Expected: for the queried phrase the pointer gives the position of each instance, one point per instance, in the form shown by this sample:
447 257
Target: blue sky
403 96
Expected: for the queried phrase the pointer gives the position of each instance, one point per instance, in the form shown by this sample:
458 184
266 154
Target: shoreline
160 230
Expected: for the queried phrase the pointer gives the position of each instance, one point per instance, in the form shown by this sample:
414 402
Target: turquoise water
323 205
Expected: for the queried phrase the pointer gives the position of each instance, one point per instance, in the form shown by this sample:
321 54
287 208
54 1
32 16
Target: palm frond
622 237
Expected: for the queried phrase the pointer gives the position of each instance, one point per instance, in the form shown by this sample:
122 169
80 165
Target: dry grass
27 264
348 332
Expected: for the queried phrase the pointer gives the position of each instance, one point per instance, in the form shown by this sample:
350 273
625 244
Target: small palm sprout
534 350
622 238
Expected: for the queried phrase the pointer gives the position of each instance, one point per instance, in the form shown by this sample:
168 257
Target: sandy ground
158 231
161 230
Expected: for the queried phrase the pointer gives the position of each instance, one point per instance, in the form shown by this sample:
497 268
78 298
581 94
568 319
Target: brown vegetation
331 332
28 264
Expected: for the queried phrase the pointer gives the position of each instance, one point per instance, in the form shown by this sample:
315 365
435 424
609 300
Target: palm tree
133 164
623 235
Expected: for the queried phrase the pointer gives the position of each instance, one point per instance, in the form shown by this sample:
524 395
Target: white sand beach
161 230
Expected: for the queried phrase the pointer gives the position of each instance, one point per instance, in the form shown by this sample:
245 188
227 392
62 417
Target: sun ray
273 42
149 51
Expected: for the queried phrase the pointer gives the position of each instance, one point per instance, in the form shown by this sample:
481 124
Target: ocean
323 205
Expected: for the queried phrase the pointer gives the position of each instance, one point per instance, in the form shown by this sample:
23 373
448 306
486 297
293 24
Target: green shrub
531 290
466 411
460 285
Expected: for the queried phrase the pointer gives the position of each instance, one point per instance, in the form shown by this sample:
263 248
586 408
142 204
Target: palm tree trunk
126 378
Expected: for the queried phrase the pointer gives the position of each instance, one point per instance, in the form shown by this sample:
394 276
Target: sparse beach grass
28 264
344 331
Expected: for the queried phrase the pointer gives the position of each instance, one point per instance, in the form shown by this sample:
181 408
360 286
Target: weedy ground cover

## OBJECTIVE
Please set down each line of the records exactly as given.

## RESPONSE TO THIS EXERCISE
Expected: for the queried phrase the pointer gives the position of each instance, one point per instance, in the form shown by this sample:
447 257
Target: blue sky
403 96
Expected: for the queried phrase the pointer gives the position of each instance, one point per instance, in the form shown by this sample:
458 184
266 154
Target: shoreline
160 230
Expected: for the queried phrase the pointer gives the position of each instance, one point per instance, in the form shown by this sample:
414 402
Target: turquoise water
323 205
Expected: for the queried phrase the pointer gives the position of each instance, one point per instance, in the form shown by this sample:
321 54
287 208
54 1
32 16
Target: palm frond
622 237
Expected: for the queried phrase the pointer gives the position of each instance, one point per instance, in the form shown by this sample:
122 169
80 165
Target: dry grass
27 264
348 332
Expected: for the queried phrase the pointer gives the position of each instance, one point per instance, in the form shown by this sample:
350 273
625 244
Target: small palm sprout
534 350
622 238
Expected: for the queried phrase the pointer gives the position of each instance, one point per instance, in the form shown by this sample:
168 257
Target: sandy ground
158 231
161 230
Expected: for the queried phrase the pointer gives the position of each instance, one point per instance, in the form shown by this sample:
497 268
78 298
581 94
568 319
Target: brown vegetation
331 332
28 264
Expected: for the queried phrase the pointer gives the position of each instance, one point per instance, in the form shown by this sample:
315 365
435 424
609 300
Target: palm tree
133 164
623 235
Expected: for the queried phrase the pointer gives the position of each instance, one point per instance, in the form shown by this sample:
524 395
Target: white sand beach
161 230
Expected: for the queried phrase the pointer gives the position of each instance, one point per instance, in the form shown by this sample:
245 188
227 392
62 417
Target: sun ray
273 42
149 51
Expected: for the queried phrase the pointer gives the position of each instance, one point per instance, in the form shown by this sample:
481 124
Target: ocean
323 205
Expected: for the queried phrase the pointer gives the position of each instance, one point per instance, in the form shown by this sample:
23 373
448 306
486 297
293 24
Target: green shrub
531 290
466 411
460 285
Expected: for the queried phrase the pointer gives the position of each instance, one point per instance, in the form shown by this sample:
263 248
586 408
142 204
Target: palm tree trunk
126 378
Expected: for the queried phrase the pointer gives the position of each instance, one point per instance, in the form shown by this sample:
394 276
Target: sparse beach grass
28 264
344 331
Expected: for the queried phrase the pointer gives the position of each instance, one point per instance, in the form shown by this sample:
181 408
360 286
Target: weedy ground cover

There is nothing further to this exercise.